- [TASK ITEM]:
Identify all lines of the data containing the string "typewriter" and copy them.

- [AVAILABLE DATA]:
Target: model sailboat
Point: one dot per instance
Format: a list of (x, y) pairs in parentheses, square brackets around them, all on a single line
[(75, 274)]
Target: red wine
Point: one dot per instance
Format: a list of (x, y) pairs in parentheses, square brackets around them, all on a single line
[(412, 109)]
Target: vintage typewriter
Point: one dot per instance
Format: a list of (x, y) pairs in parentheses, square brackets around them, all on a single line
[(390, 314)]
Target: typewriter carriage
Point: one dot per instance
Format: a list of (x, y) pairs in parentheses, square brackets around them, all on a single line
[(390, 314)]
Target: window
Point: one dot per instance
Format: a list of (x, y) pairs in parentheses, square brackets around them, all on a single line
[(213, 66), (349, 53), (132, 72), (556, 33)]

- [ANSWER BELOW]:
Target: vintage typewriter
Target: typewriter carriage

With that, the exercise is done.